* **Request**
Retype every line of the records below, changing nothing.
— START Recorded data —
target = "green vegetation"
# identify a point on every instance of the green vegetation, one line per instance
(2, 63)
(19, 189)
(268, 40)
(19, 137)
— END Recorded data —
* **Written response**
target = "green vegetation"
# identify a point on every instance of the green vegetation, one line per instance
(2, 63)
(19, 189)
(268, 40)
(19, 137)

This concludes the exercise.